◆ Requirement ◆
Render every line of the material below as a Markdown table with two columns, Row for the row number and Text for the line itself, omitting blank lines. Leave the pictures out of the answer.

◆ Input records ◆
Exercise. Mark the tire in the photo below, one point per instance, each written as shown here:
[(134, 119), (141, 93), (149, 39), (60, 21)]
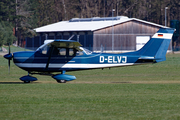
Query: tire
[(61, 81)]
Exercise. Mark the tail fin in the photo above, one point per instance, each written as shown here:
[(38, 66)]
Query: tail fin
[(157, 46)]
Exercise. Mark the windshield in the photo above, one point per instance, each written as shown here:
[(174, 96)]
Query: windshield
[(86, 50)]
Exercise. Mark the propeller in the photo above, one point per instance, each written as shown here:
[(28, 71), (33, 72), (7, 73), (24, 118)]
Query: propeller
[(9, 56)]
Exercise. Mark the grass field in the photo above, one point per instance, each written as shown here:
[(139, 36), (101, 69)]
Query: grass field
[(136, 92)]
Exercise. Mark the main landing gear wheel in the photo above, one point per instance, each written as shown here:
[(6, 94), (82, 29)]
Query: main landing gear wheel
[(61, 81)]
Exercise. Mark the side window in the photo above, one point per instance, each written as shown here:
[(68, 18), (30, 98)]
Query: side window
[(45, 50), (78, 53), (62, 51)]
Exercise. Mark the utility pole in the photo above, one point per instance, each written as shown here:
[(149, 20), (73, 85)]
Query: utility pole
[(165, 16)]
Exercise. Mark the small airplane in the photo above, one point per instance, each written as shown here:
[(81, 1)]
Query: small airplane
[(68, 55)]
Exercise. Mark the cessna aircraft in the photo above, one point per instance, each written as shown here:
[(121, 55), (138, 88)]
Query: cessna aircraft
[(68, 55)]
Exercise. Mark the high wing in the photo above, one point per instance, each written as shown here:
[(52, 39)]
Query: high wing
[(64, 44)]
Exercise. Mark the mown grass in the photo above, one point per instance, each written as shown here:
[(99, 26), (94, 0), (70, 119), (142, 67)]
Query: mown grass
[(136, 92)]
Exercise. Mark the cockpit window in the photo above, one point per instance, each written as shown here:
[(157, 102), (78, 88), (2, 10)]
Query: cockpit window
[(62, 51), (44, 49)]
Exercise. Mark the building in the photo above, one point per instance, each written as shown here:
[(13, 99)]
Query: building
[(112, 34)]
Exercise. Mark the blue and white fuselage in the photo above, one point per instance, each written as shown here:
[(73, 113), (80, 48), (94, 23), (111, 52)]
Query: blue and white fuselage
[(68, 55)]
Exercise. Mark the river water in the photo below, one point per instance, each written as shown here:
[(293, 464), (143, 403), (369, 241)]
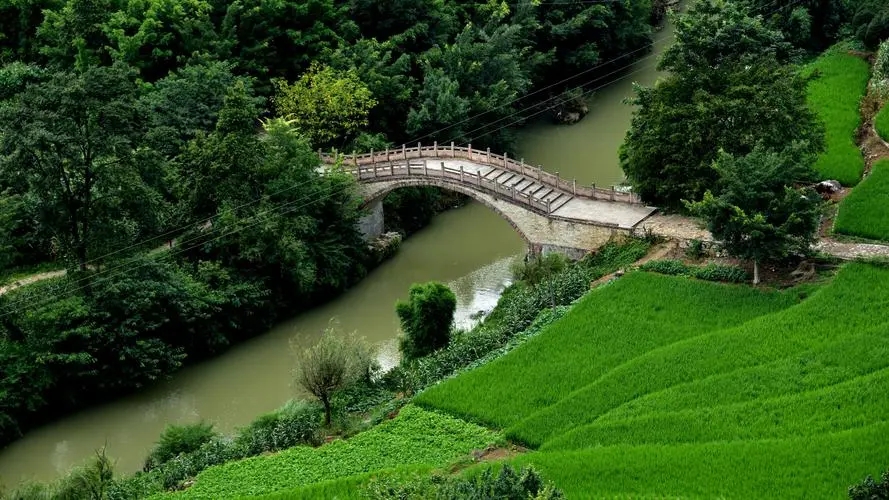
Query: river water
[(469, 248)]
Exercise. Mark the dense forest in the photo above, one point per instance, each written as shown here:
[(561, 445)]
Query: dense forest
[(164, 152)]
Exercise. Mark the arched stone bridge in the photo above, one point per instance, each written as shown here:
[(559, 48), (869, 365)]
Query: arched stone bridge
[(549, 212)]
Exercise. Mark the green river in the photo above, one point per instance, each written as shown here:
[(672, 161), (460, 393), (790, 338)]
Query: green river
[(469, 248)]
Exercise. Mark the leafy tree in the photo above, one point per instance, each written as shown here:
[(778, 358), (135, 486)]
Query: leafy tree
[(541, 270), (728, 92), (280, 38), (73, 35), (870, 21), (870, 489), (71, 141), (325, 104), (758, 213), (331, 364), (176, 439), (185, 102), (385, 73), (155, 35), (426, 319)]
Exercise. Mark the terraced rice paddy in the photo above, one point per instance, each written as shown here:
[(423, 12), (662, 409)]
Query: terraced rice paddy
[(834, 95), (865, 211), (786, 401)]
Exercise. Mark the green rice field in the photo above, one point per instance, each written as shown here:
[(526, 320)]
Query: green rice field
[(865, 211), (781, 398), (417, 438), (835, 95)]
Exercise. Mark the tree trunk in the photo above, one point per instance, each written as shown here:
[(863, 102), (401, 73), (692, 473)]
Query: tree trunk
[(326, 402)]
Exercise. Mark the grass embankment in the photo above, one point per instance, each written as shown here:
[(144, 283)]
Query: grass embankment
[(721, 391), (835, 95), (865, 211), (416, 438)]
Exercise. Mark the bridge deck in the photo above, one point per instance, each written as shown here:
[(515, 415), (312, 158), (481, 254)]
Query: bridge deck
[(606, 212)]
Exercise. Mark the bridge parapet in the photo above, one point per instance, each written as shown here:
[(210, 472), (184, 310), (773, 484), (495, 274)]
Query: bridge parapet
[(388, 158)]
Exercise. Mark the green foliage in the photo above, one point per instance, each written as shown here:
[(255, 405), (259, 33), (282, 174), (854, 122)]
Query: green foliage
[(729, 89), (426, 319), (506, 483), (881, 122), (590, 340), (759, 215), (870, 489), (863, 212), (870, 21), (840, 80), (179, 439), (789, 415), (333, 363), (295, 423), (324, 104), (415, 437)]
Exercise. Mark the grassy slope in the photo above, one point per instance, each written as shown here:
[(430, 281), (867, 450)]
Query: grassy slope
[(856, 301), (881, 122), (415, 438), (812, 467), (609, 327), (865, 211), (835, 96)]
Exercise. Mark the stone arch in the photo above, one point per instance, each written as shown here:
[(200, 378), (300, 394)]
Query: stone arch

◆ Task result ◆
| Row | Text |
|---|---|
| 1 | Exercise. Mark the tire in the photo below, one point per instance, each written as shown here: |
| 2 | [(134, 119), (141, 93), (149, 39), (60, 21)] |
| 3 | Query: tire |
| 4 | [(61, 81)] |
| 5 | Exercise. Mark the tail fin in the photo above, one point per instance, each written as shown here: |
| 6 | [(38, 66)] |
| 7 | Query: tail fin |
| 8 | [(157, 46)] |
| 9 | Exercise. Mark the windshield in the photo above, one point per instance, each written as shown here: |
| 10 | [(174, 96)] |
| 11 | Query: windshield |
| 12 | [(86, 50)] |
| 13 | Exercise. Mark the propeller in the photo above, one point per instance, each written as shown here: |
| 14 | [(28, 71), (33, 72), (7, 73), (24, 118)] |
| 15 | Query: propeller |
| 16 | [(9, 56)] |
| 17 | Exercise. Mark the grass field in the photo above, one point per instance, each written as shown here: |
| 18 | [(139, 36), (101, 69)] |
| 19 | Query: grass field |
| 20 | [(136, 92)] |
| 21 | Exercise. Mark the main landing gear wheel in the photo above, one point per instance, each written as shown here: |
| 22 | [(6, 94), (82, 29)] |
| 23 | Query: main landing gear wheel |
| 24 | [(61, 81)] |
| 25 | Exercise. Mark the side window in the photo above, one point per instance, each written as shown here: |
| 26 | [(68, 18), (30, 98)] |
| 27 | Query: side window |
| 28 | [(45, 50), (78, 53), (62, 51)] |
| 29 | Exercise. Mark the utility pole in the photo above, one point per instance, each written as shown here: |
| 30 | [(149, 20), (73, 85)] |
| 31 | Query: utility pole |
| 32 | [(165, 16)] |
| 33 | Exercise. Mark the small airplane in the photo above, one point per instance, each written as shown here: |
| 34 | [(81, 1)] |
| 35 | Query: small airplane |
| 36 | [(68, 55)] |
| 37 | Exercise. Mark the cessna aircraft in the photo above, one point per instance, each written as shown here: |
| 38 | [(121, 55), (138, 88)] |
| 39 | Query: cessna aircraft |
| 40 | [(68, 55)] |
| 41 | Exercise. Mark the high wing in the photo above, one point per instance, each written as shown here: |
| 42 | [(52, 39)] |
| 43 | Query: high wing |
| 44 | [(64, 44)] |
| 45 | Exercise. Mark the mown grass in the photo above, one point per instance, each written as shown here: |
| 46 | [(99, 26), (94, 0), (70, 119), (142, 67)] |
| 47 | Query: mown grass |
| 48 | [(136, 92)] |
| 49 | Exercise. Mark the cockpit window in the photo above, one point per instance, each written as shown here: |
| 50 | [(157, 102), (78, 88), (2, 10)] |
| 51 | Query: cockpit window |
| 52 | [(62, 51), (44, 49)] |
| 53 | Exercise. Mark the building in the photo above, one point per instance, each written as shown here: |
| 54 | [(13, 99)] |
| 55 | Query: building |
| 56 | [(112, 34)] |
| 57 | Exercise. Mark the blue and white fuselage in the photo above, one point per instance, each written as shown here: |
| 58 | [(73, 113), (80, 48), (94, 23), (111, 52)] |
| 59 | Query: blue and white fuselage |
| 60 | [(68, 55)] |
| 61 | Exercise. Mark the river water in the photo below, one point per instance, each written as shown here: |
| 62 | [(293, 464), (143, 403), (369, 241)] |
| 63 | Query: river water |
| 64 | [(469, 248)] |
| 65 | Exercise. Mark the dense forest in the photo above, one point per instance, each written as shown here: |
| 66 | [(561, 445)] |
| 67 | Query: dense forest |
| 68 | [(164, 152)] |
| 69 | Exercise. Mark the arched stone bridge in the photo above, one point per instance, each written as shown here: |
| 70 | [(559, 48), (869, 365)] |
| 71 | Query: arched stone bridge |
| 72 | [(549, 212)] |
| 73 | Exercise. Mark the green river in the photo above, one point per instance, each written as shown here: |
| 74 | [(672, 161), (460, 393), (790, 338)] |
| 75 | Query: green river |
| 76 | [(469, 248)] |
| 77 | Exercise. Mark the leafy tree in the photo above, one point per instance, each written as shown here: |
| 78 | [(778, 358), (135, 486)] |
| 79 | Query: leafy tree |
| 80 | [(541, 270), (728, 92), (280, 38), (73, 35), (870, 21), (870, 489), (71, 141), (325, 104), (758, 213), (331, 364), (176, 439), (185, 102), (385, 73), (155, 35), (426, 319)] |
| 81 | Exercise. Mark the terraced rice paddy in the photo above, one point per instance, each written as shown here: |
| 82 | [(423, 12), (662, 409)] |
| 83 | Query: terraced rice paddy |
| 84 | [(834, 95), (865, 211), (786, 401)] |
| 85 | Exercise. Mark the green rice field in the photo above, one point per instance, each written as shown here: |
| 86 | [(526, 320)] |
| 87 | Query: green rice field |
| 88 | [(865, 211), (781, 398), (417, 438), (835, 95)] |
| 89 | Exercise. Mark the tree trunk in the photo above, one point per instance, each written as shown here: |
| 90 | [(863, 102), (401, 73), (692, 473)] |
| 91 | Query: tree trunk |
| 92 | [(326, 402)] |
| 93 | Exercise. Mark the grass embankment in the photo above, one point per instance, each written as shown here: |
| 94 | [(144, 283)] |
| 95 | Query: grass embankment |
| 96 | [(721, 391), (835, 95), (865, 211), (416, 438)] |
| 97 | Exercise. Mark the bridge deck in the photo above, one point per instance, each written as shown here: |
| 98 | [(515, 415), (312, 158), (481, 254)] |
| 99 | Query: bridge deck |
| 100 | [(606, 212)] |
| 101 | Exercise. Mark the bridge parapet in the photo above, one point per instance, each written as shown here: |
| 102 | [(210, 472), (184, 310), (773, 484), (495, 274)] |
| 103 | Query: bridge parapet |
| 104 | [(388, 158)] |
| 105 | Exercise. Mark the green foliage in the photo above, one point per instance, each written as shown here: |
| 106 | [(255, 405), (259, 33), (282, 174), (854, 122)] |
| 107 | Query: green foliage |
| 108 | [(729, 89), (426, 319), (506, 483), (881, 122), (590, 340), (759, 215), (870, 489), (863, 212), (870, 21), (840, 80), (179, 439), (789, 415), (333, 363), (295, 423), (324, 104), (415, 437)] |
| 109 | Exercise. Mark the grassy slope in the photo above, one point per instance, each written as shown here: |
| 110 | [(430, 281), (867, 450)] |
| 111 | Query: grassy slope |
| 112 | [(856, 301), (881, 122), (415, 438), (812, 467), (609, 327), (865, 211), (835, 96)] |
| 113 | Exercise. Mark the stone arch in the photo above, one point per instance, each written as shown here: |
| 114 | [(200, 378), (300, 394)] |
| 115 | Query: stone arch |